## TAREFA PROPOSTA 1:
Copie, palavra por palavra, o trecho do texto sobre socialismo e liberalismo que vai de "Uma entrevista com" até "superior de sociedade.", incluindo essas duas partes.
## TAREFA PROPOSTA 2:
Escreva o que vem em seguida no texto sobre socialismo e liberalismo, começando logo depois da última frase que aparece.

## TEXTO DA PÁGINA:
31 de agosto de 2024

Por que os socialistas não devem rejeitar o liberalismo

As deficiências históricas do liberalismo não significam que os socialistas devem jogar o liberalismo fora por atacado. Pelo contrário: o socialismo precisa do liberalismo.

Uma entrevista com
Matt McManus


O apelo de John Stuart Mill às cooperativas no local de trabalho fazia parte de uma campanha para acabar com os capitalistas. (Wikimedia Commons)

Entrevista por
Igor Shoikhedbrod

Para muitos socialistas, o liberalismo é, na melhor das hipóteses, um tipo de conformismo burguês e, na pior, uma doutrina totalmente reacionária. Há séculos, os socialistas desenvolvem críticas investigativas ao liberalismo — muito atomista, muito desigual, muito imperialista — e aguardam ansiosamente o dia em que ele seria superado e substituído por uma forma superior de sociedade.

Ao mesmo tempo, até mesmo um crítico tão endurecido quanto Karl Marx ofereceu uma crítica muito mais sofisticada e generosa ao liberalismo do que às vezes é admitido. Mesmo no século XIX, estava claro que o liberalismo clássico era um avanço significativo na antiga ordem feudal. Desde então, muitos liberais aceitaram as críticas mais sérias da esquerda e tentaram mostrar como a democracia liberal não é apenas compatível, mas pode até exigir um compromisso com a democratização econômica e a igualdade.

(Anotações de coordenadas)
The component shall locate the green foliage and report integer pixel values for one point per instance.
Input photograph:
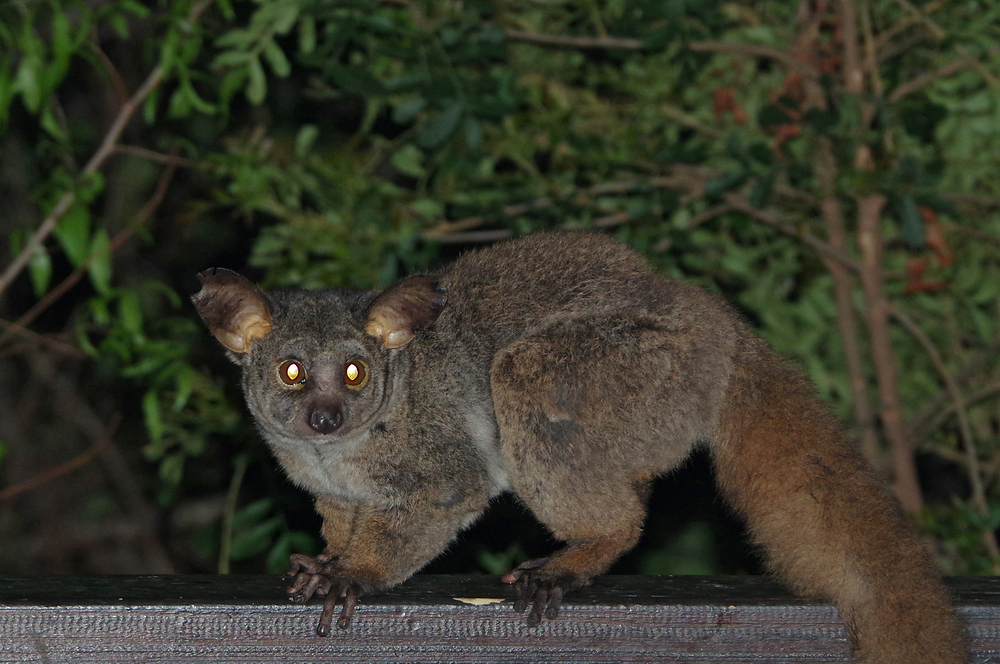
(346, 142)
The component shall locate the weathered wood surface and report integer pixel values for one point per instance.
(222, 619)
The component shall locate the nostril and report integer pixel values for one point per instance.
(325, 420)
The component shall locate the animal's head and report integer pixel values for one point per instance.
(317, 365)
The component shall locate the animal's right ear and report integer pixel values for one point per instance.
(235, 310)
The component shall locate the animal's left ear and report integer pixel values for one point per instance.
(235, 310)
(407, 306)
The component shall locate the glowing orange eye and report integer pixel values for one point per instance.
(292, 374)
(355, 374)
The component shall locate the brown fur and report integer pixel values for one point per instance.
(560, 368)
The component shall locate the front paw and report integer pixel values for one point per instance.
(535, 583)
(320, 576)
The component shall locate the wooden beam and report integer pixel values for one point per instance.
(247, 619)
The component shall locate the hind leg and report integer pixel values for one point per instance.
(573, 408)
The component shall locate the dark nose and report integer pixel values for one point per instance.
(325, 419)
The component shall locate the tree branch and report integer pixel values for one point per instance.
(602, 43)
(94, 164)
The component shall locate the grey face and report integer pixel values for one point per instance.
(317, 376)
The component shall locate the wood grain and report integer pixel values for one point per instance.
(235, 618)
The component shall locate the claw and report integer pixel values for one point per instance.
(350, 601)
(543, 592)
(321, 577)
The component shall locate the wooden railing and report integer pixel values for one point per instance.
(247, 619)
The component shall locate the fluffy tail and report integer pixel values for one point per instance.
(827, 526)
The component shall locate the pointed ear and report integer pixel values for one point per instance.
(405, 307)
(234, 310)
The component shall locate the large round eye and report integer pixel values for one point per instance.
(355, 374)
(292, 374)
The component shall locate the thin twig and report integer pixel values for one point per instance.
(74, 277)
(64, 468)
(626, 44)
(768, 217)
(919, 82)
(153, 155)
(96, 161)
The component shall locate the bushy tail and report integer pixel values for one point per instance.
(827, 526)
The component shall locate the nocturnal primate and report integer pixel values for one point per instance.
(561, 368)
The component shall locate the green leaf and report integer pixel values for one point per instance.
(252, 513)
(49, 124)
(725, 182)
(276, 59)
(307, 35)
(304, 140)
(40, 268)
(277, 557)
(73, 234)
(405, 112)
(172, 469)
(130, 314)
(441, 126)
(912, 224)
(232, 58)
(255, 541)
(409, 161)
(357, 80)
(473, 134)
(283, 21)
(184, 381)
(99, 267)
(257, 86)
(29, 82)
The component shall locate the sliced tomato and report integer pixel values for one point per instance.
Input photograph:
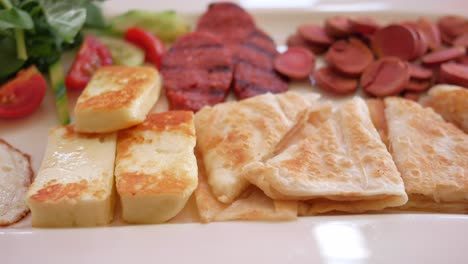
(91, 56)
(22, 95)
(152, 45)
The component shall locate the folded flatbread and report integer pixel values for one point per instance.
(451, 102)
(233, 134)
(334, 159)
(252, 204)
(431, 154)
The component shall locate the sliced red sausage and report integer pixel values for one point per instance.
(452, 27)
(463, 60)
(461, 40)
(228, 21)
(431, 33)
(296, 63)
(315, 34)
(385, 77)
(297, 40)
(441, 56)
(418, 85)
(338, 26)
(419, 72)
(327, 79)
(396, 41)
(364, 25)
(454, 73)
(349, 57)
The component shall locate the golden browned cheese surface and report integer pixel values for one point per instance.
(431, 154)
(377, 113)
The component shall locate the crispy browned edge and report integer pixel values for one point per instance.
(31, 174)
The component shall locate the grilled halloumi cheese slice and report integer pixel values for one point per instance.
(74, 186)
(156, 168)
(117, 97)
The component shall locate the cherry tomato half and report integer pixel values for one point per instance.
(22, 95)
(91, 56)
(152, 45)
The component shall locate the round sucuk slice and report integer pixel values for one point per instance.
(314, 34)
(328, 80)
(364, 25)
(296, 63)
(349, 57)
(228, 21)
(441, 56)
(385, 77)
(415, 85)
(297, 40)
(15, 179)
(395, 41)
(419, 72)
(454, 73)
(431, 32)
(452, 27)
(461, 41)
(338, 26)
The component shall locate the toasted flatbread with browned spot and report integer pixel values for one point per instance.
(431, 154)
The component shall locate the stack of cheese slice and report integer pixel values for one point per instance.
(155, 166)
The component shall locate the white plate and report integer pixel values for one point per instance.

## RESPOSTA ESCRITA 1:
Uma entrevista com
Matt McManus


O apelo de John Stuart Mill às cooperativas no local de trabalho fazia parte de uma campanha para acabar com os capitalistas. (Wikimedia Commons)

Entrevista por
Igor Shoikhedbrod

Para muitos socialistas, o liberalismo é, na melhor das hipóteses, um tipo de conformismo burguês e, na pior, uma doutrina totalmente reacionária. Há séculos, os socialistas desenvolvem críticas investigativas ao liberalismo — muito atomista, muito desigual, muito imperialista — e aguardam ansiosamente o dia em que ele seria superado e substituído por uma forma superior de sociedade.

## RESPOSTA ESCRITA 2:
Esses temas são explorados em detalhes no novo livro intrigante de Matt McManus, The Political Theory of Liberal Socialism, e serão discutidos no contexto de um próximo simpósio sobre liberalismo, socialismo e populismo de direita na Universidade de Toronto. O cientista político Igor Shoikhedbrod falou com McManus sobre o livro. McManus argumenta que, embora o liberalismo tenha suas falhas, os socialistas não devem ser muito rápidos em dispensar completamente as ideias liberais.

Igor Shoikhedbrod

O que o motivou a seguir a teoria política do socialismo liberal?

Matt McManus

Houve algumas motivações que remontam aos meus primeiros interesses políticos e intelectuais. Provavelmente as mais importantes foram agonísticas.

Primeiro, a direita política obteve grandes ganhos em grande parte do mundo. É difícil dizer se seu ponto alto foi atingido, mas em 2018 ela dominou os Estados Unidos, Brasil, Índia, Rússia e muitos outros países. Isso inspirou muito pensamento sobre como se unir em oposição à direita.

Segundo, e relacionado, passei a maior parte da última década lendo muito sobre a direita e suas principais correntes intelectuais. Há um tipo de retórica de direita crua e visceral que simplesmente confunde tudo à esquerda de Ronald Reagan — pense em todos esses livros sobre "marxismo racial" — que veem o capitalismo woke e o centrismo liberal como a segunda vinda de [Vladimir] Lenin. Mas todo esse tempo lendo a direita me convenceu de que filósofos como [Friedrich] Nietzsche e [Martin] Heidegger estão corretos ao dizer que há profundas afinidades metafísicas entre o humanismo liberal e o socialista.

Em Introdução à Metafísica, Heidegger descarta o liberalismo e o socialismo como "metafisicamente o mesmo" em seu abraço inautêntico da modernidade e do humanismo. Acho que há verdade nisso, exceto que não compartilho das conclusões sombrias de Heidegger. Na medida em que o liberalismo e o socialismo estão comprometidos com a razão, o humanismo e a garantia de uma vida boa para todos, a afinidade deve ser abraçada.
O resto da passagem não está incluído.